- [What is required]: Below are the records. Retype, exactly, the lines from the first through the line with "Subject: man's chin", and leave out the pictures.

- [Extracted material]:
::::::::

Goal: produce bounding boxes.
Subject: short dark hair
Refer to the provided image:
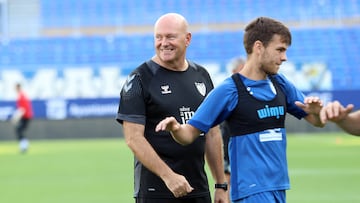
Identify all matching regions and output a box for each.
[243,17,291,54]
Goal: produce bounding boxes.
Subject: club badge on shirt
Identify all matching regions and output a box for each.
[195,82,206,96]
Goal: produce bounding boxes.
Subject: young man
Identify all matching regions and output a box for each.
[220,56,246,203]
[156,17,325,203]
[13,83,33,153]
[116,13,227,203]
[320,100,360,135]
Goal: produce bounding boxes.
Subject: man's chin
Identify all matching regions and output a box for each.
[160,56,175,62]
[266,71,277,75]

::::::::

- [Exercise solution]:
Goal: produce bounding boxes.
Subject: short dark hair
Refer to the provided image:
Identify all matching regions and output a box for each.
[243,17,291,54]
Goal: produce bounding boxes.
Subject: club badge on shirt
Identify all matching regions and output a box for each.
[195,82,206,96]
Goal: produce bounding boxes.
Subject: young man
Identify all matching regions and output a box for each.
[220,56,246,203]
[156,17,325,203]
[13,83,33,153]
[116,13,227,203]
[320,100,360,135]
Goal: produce bounding boxes.
Subject: man's chin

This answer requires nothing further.